**TASK DETAILS**
Retype the material below verbatim, keeping every line, bracket, and number unchanged.

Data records
====

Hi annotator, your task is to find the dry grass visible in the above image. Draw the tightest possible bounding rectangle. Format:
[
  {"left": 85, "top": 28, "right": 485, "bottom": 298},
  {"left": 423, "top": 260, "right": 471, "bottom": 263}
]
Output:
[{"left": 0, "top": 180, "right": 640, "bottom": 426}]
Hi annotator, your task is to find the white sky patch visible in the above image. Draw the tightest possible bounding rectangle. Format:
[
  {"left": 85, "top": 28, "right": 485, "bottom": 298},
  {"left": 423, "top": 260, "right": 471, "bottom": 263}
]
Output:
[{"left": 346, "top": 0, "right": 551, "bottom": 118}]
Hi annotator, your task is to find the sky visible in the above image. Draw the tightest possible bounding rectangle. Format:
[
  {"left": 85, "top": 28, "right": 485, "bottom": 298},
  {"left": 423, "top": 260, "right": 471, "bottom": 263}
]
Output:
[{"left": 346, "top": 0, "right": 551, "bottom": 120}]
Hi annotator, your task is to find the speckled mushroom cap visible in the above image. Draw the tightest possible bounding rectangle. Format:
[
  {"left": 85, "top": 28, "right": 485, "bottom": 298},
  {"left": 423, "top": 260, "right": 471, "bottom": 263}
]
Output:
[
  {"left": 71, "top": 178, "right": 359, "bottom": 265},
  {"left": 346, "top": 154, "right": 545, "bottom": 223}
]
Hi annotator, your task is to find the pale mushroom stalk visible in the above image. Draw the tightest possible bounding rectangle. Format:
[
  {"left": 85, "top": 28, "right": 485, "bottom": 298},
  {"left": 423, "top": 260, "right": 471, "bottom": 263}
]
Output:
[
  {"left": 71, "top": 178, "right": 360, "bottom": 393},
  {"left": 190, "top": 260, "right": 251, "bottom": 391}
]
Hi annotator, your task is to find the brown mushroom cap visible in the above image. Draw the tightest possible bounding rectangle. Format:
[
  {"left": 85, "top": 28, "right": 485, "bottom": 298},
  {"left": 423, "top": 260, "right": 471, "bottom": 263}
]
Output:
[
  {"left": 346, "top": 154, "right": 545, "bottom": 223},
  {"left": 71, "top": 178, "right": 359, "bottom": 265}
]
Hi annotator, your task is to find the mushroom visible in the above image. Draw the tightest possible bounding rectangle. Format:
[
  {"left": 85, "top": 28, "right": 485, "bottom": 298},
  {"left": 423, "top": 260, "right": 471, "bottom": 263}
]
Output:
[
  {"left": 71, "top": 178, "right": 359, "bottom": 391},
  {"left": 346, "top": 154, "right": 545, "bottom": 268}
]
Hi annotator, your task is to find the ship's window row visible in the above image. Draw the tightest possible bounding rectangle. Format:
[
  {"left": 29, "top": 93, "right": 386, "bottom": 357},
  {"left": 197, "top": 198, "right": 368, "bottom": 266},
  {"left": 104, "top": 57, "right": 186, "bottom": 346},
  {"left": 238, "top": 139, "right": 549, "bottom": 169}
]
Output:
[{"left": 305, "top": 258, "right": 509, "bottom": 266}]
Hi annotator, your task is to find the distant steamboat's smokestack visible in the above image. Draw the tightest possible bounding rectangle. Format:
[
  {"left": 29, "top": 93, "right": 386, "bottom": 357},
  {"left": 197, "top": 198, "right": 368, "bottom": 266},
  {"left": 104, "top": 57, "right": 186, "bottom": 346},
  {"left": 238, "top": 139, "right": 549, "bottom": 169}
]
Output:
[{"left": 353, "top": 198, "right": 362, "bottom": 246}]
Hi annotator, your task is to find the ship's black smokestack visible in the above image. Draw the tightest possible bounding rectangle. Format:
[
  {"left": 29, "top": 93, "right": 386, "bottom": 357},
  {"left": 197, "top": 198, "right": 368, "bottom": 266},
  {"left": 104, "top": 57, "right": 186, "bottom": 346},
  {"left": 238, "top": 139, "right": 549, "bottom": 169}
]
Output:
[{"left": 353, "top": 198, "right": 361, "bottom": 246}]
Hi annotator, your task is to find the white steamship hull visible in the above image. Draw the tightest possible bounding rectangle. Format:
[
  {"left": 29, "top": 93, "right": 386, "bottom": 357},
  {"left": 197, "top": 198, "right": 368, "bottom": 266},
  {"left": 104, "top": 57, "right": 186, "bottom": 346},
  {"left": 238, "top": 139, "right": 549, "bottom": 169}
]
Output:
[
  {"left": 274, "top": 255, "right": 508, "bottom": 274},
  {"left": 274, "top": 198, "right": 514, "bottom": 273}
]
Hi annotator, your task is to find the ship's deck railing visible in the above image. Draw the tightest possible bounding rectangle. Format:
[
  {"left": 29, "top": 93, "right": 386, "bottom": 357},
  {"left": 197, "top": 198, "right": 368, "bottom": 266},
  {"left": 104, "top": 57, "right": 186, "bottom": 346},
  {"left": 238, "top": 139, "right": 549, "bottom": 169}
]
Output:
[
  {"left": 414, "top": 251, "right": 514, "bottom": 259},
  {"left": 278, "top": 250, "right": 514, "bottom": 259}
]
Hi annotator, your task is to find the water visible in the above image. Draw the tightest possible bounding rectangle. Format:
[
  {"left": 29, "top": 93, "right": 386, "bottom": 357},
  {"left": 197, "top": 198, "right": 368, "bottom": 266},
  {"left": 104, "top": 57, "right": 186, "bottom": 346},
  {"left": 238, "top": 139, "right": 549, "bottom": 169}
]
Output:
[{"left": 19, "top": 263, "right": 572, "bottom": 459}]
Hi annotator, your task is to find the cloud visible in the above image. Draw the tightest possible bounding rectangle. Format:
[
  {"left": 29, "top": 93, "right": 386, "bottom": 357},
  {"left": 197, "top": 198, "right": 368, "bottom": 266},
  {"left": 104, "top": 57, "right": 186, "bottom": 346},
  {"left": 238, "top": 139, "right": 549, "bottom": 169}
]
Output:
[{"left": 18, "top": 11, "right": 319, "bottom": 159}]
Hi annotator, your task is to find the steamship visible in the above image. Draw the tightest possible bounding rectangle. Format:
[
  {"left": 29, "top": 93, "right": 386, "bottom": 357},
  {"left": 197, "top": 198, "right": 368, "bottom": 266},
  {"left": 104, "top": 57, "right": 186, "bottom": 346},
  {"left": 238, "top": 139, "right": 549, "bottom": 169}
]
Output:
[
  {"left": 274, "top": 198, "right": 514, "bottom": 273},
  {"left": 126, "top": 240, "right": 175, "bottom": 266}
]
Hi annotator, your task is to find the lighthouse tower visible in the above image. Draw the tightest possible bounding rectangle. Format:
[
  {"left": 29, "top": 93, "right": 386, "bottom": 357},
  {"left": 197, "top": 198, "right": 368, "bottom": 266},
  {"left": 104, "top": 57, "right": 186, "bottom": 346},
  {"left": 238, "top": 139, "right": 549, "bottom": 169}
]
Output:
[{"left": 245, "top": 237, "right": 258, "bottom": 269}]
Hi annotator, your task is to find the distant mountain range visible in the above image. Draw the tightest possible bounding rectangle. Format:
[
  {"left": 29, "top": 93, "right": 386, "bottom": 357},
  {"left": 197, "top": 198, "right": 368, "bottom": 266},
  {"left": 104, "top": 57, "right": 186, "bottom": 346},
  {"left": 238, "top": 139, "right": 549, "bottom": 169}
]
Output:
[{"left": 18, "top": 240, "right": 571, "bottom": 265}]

====

**THE COMPLETED TASK**
Hi annotator, your task is to find the dry grass visible in the above image. Draw the tightest possible bounding rectangle. Format:
[
  {"left": 85, "top": 28, "right": 485, "bottom": 298},
  {"left": 423, "top": 260, "right": 471, "bottom": 263}
]
Output:
[{"left": 0, "top": 180, "right": 640, "bottom": 426}]
Hi annotator, your task is to find the white sky patch visible in the above image. Draw the tightest possible bounding rectangle. Format:
[
  {"left": 85, "top": 28, "right": 485, "bottom": 298},
  {"left": 423, "top": 260, "right": 471, "bottom": 263}
]
Output:
[{"left": 346, "top": 0, "right": 551, "bottom": 118}]
Hi annotator, your task is to find the sky visible in the above image. Draw the tightest possible bounding rectangle. Format:
[
  {"left": 85, "top": 28, "right": 485, "bottom": 298},
  {"left": 423, "top": 260, "right": 471, "bottom": 263}
]
Output:
[{"left": 346, "top": 0, "right": 551, "bottom": 120}]
Hi annotator, your task is to find the speckled mushroom cap visible in the above image. Draw the tightest possible bounding rectangle. Format:
[
  {"left": 85, "top": 28, "right": 485, "bottom": 298},
  {"left": 423, "top": 260, "right": 471, "bottom": 263}
]
Output:
[
  {"left": 71, "top": 178, "right": 359, "bottom": 265},
  {"left": 346, "top": 154, "right": 545, "bottom": 223}
]
Hi annotator, your task is to find the pale mushroom stalk visible in the above image. Draw the tightest possible bounding rectangle. Format:
[
  {"left": 85, "top": 28, "right": 485, "bottom": 298},
  {"left": 423, "top": 260, "right": 471, "bottom": 263}
]
Output:
[
  {"left": 71, "top": 178, "right": 360, "bottom": 393},
  {"left": 190, "top": 260, "right": 251, "bottom": 391}
]
Hi annotator, your task is to find the brown mushroom cap visible in the above image. Draw the tightest possible bounding rectangle. Format:
[
  {"left": 85, "top": 28, "right": 485, "bottom": 298},
  {"left": 423, "top": 260, "right": 471, "bottom": 263}
]
Output:
[
  {"left": 346, "top": 154, "right": 545, "bottom": 223},
  {"left": 71, "top": 178, "right": 359, "bottom": 265}
]
Hi annotator, your task is to find the mushroom visible in the above image. Draw the tightest possible bounding rectangle. Format:
[
  {"left": 85, "top": 28, "right": 485, "bottom": 298},
  {"left": 423, "top": 260, "right": 471, "bottom": 263}
]
Output:
[
  {"left": 71, "top": 178, "right": 359, "bottom": 391},
  {"left": 346, "top": 154, "right": 545, "bottom": 268}
]
Hi annotator, your task is to find the ship's window row visible in the above image. Draw the tightest possible bounding rectangle. Format:
[
  {"left": 29, "top": 93, "right": 386, "bottom": 357},
  {"left": 197, "top": 198, "right": 368, "bottom": 266},
  {"left": 104, "top": 57, "right": 186, "bottom": 346},
  {"left": 238, "top": 139, "right": 549, "bottom": 169}
]
Output:
[{"left": 305, "top": 258, "right": 509, "bottom": 266}]
Hi annotator, your task is to find the distant steamboat's smokestack visible in the above image. Draw the tightest possible bounding rectangle. Format:
[
  {"left": 29, "top": 93, "right": 386, "bottom": 357},
  {"left": 197, "top": 198, "right": 368, "bottom": 266},
  {"left": 104, "top": 57, "right": 186, "bottom": 346},
  {"left": 238, "top": 139, "right": 549, "bottom": 169}
]
Output:
[{"left": 353, "top": 198, "right": 362, "bottom": 246}]
Hi annotator, your task is to find the ship's black smokestack visible in the above image. Draw the tightest possible bounding rectangle. Format:
[
  {"left": 29, "top": 93, "right": 386, "bottom": 357},
  {"left": 197, "top": 198, "right": 368, "bottom": 266},
  {"left": 104, "top": 57, "right": 186, "bottom": 346},
  {"left": 238, "top": 139, "right": 549, "bottom": 169}
]
Output:
[{"left": 353, "top": 198, "right": 361, "bottom": 246}]
Hi annotator, your task is to find the white steamship hull visible in the above image. Draw the tightest possible bounding rectangle. Format:
[
  {"left": 29, "top": 93, "right": 386, "bottom": 357},
  {"left": 197, "top": 198, "right": 368, "bottom": 266},
  {"left": 104, "top": 57, "right": 186, "bottom": 346},
  {"left": 238, "top": 139, "right": 549, "bottom": 169}
]
Output:
[
  {"left": 274, "top": 255, "right": 508, "bottom": 274},
  {"left": 274, "top": 198, "right": 514, "bottom": 273}
]
Hi annotator, your task is to find the ship's deck railing visible in the above image. Draw the tightest possible bounding rectangle. Format:
[
  {"left": 29, "top": 93, "right": 386, "bottom": 357},
  {"left": 197, "top": 198, "right": 368, "bottom": 266},
  {"left": 104, "top": 57, "right": 186, "bottom": 346},
  {"left": 238, "top": 139, "right": 549, "bottom": 169}
]
Output:
[
  {"left": 414, "top": 251, "right": 514, "bottom": 259},
  {"left": 278, "top": 250, "right": 514, "bottom": 259}
]
Hi annotator, your task is to find the water visible in the above image. Draw the tightest possible bounding rectangle. Format:
[
  {"left": 29, "top": 93, "right": 386, "bottom": 357},
  {"left": 197, "top": 198, "right": 368, "bottom": 266},
  {"left": 104, "top": 57, "right": 186, "bottom": 346},
  {"left": 238, "top": 139, "right": 549, "bottom": 169}
]
Output:
[{"left": 19, "top": 263, "right": 572, "bottom": 459}]
Hi annotator, your task is to find the cloud visible in the above image. Draw the tightest possible bounding rectangle. Format:
[
  {"left": 29, "top": 93, "right": 386, "bottom": 357},
  {"left": 197, "top": 198, "right": 368, "bottom": 266},
  {"left": 104, "top": 57, "right": 186, "bottom": 346},
  {"left": 238, "top": 139, "right": 549, "bottom": 169}
]
Output:
[{"left": 18, "top": 11, "right": 319, "bottom": 159}]
Hi annotator, your task is to find the steamship visible in the above image. Draw the tightest possible bounding rectangle. Format:
[
  {"left": 29, "top": 93, "right": 386, "bottom": 357},
  {"left": 197, "top": 198, "right": 368, "bottom": 266},
  {"left": 104, "top": 57, "right": 186, "bottom": 346},
  {"left": 238, "top": 139, "right": 549, "bottom": 169}
]
Output:
[
  {"left": 274, "top": 198, "right": 514, "bottom": 273},
  {"left": 126, "top": 240, "right": 175, "bottom": 266}
]
Hi annotator, your task is to find the lighthouse tower visible in the above image. Draw the tightest possible bounding rectangle. Format:
[
  {"left": 29, "top": 93, "right": 386, "bottom": 357},
  {"left": 197, "top": 198, "right": 368, "bottom": 266},
  {"left": 104, "top": 57, "right": 186, "bottom": 346},
  {"left": 238, "top": 139, "right": 549, "bottom": 169}
]
Output:
[{"left": 245, "top": 237, "right": 258, "bottom": 269}]
Hi annotator, your task is to find the distant mountain range visible in the above image. Draw the tightest possible bounding rectangle. Format:
[
  {"left": 29, "top": 93, "right": 386, "bottom": 357},
  {"left": 197, "top": 198, "right": 368, "bottom": 266},
  {"left": 104, "top": 57, "right": 186, "bottom": 346},
  {"left": 238, "top": 139, "right": 549, "bottom": 169}
]
Output:
[{"left": 18, "top": 240, "right": 571, "bottom": 265}]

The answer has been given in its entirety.